Every entry below is to be copied exactly, with nothing left out.

▽

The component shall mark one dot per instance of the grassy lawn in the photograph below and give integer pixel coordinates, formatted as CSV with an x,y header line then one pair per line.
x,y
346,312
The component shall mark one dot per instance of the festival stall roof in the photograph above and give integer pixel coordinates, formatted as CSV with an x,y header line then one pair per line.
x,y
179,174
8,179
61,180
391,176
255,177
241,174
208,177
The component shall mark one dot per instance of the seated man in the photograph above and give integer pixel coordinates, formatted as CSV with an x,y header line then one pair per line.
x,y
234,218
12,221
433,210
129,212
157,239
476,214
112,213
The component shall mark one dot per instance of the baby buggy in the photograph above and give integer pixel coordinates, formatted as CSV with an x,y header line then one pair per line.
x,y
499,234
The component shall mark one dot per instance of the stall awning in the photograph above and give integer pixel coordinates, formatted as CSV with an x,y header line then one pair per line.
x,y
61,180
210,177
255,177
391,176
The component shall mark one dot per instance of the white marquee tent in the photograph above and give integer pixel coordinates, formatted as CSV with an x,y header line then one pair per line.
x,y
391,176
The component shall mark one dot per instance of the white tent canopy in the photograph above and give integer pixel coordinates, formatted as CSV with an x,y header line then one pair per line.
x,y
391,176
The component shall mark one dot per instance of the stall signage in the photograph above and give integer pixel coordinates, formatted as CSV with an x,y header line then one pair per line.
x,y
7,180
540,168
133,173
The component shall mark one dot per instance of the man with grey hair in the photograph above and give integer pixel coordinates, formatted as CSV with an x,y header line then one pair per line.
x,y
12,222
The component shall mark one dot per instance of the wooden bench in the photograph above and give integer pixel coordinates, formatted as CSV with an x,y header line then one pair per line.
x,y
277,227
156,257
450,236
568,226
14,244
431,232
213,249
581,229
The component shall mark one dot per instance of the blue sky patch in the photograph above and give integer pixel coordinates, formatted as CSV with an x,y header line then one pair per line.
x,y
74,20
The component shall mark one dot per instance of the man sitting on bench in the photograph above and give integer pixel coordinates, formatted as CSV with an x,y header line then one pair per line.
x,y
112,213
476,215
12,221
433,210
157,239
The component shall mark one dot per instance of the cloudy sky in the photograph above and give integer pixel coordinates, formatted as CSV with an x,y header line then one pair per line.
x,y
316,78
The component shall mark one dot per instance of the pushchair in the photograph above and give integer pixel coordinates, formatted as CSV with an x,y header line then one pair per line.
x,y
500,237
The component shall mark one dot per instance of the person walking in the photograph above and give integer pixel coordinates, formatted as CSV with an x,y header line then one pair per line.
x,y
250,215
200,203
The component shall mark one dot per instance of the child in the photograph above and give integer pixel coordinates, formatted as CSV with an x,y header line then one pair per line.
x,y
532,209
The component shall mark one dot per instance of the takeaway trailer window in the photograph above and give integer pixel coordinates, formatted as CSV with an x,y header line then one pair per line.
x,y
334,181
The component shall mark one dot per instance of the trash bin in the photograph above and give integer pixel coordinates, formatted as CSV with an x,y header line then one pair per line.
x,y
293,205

△

* Written answer
The component shall mark one dot per instance of the grassy lawn in the photograph below and give integer pixel coordinates, formatted as CSV with an x,y header line then one pair per line.
x,y
346,312
The component shall mark one dot per instance of the festival stall roof in the photograph above and give integer pixel coordinates, formatted as CSV with an x,y header line then one pair per line.
x,y
179,174
8,179
61,180
391,176
255,177
241,174
208,177
The component shall mark one dot per instance of the seated man in the photograph above and give integer pixel coordinates, formatted as CSV with an x,y header line then one pair per line.
x,y
234,218
12,221
433,210
129,212
157,239
476,214
112,213
The component shall mark one dot per instance of the baby buggy in the photograph above and give integer pixel coordinates, formatted as CSV with an x,y header line then one pair per line.
x,y
499,234
The component shall mark one dot per instance of the stall awning in the photograph above and give integer pixel coordinates, formatted as CSV with an x,y header line then one pair per line.
x,y
61,180
210,177
255,177
391,176
The component shall mark one dot per instance of the white marquee tent in the photograph above and give integer pixel coordinates, formatted as CSV with an x,y header line then one pair per line.
x,y
391,176
The component shall mark one dot per instance of the white tent canopy in the photograph above and give integer pixel coordinates, formatted as CSV with an x,y header line then one pair per line.
x,y
391,176
The component shall mark one dot per instance of the stall signage in the photograph above and give integer pixel coordinates, formatted as CSV with an x,y header line then one pair per line.
x,y
7,180
540,168
133,173
The component shall mark one dot per instance of the man with grey hair in the photograph above and give integer pixel coordinates, formatted as CSV with an x,y header line then one pair per line.
x,y
12,222
The component shall mark one dot per instance of the wooden bench in the photograph above and give integer pixel coordinates, formatted as CSV with an x,y header line then one pair per line.
x,y
277,227
156,257
450,236
568,226
14,244
431,232
213,249
581,229
The component shall mark one dot per instance of the blue sky patch in the photograph above and give integer pixel coordinates, formatted as CSV with an x,y header line then one pair per line.
x,y
74,20
The component shall mark one dot per instance of the man sitting on bench in the photograph above and give integer pixel coordinates, formatted as CSV with an x,y header line then one pair per line.
x,y
112,213
476,215
12,221
433,210
157,239
The component shall mark one dot per instance of the cloudy sky in the photograph above and give integer pixel coordinates, formatted as CSV with an x,y header line then one pair per line.
x,y
316,78
The component shall mark one dot per instance of the pushchair in the photograph above and give integer pixel coordinates, formatted as CSV with an x,y header line then one pair per line.
x,y
500,237
The component shall mark one dot per instance of the person walking in the photograph above and give integer pixel coordinates, formatted as CSV with an x,y header line then one pair per line.
x,y
250,215
200,203
The component shall mark one dot per instance of the child in the photograph above and give integer pixel coordinates, formatted as CSV with an x,y header line then one pair per line.
x,y
532,209
The component shall mark one dot per instance of the takeaway trailer window in the photograph above and give integer pixel coordinates, formatted as CSV with an x,y header line then one pair per line.
x,y
334,181
The component shall mark one dot per instance of the trash bin in the photograph above and give integer pixel coordinates, formatted as CSV with an x,y header line then one pair per line.
x,y
293,205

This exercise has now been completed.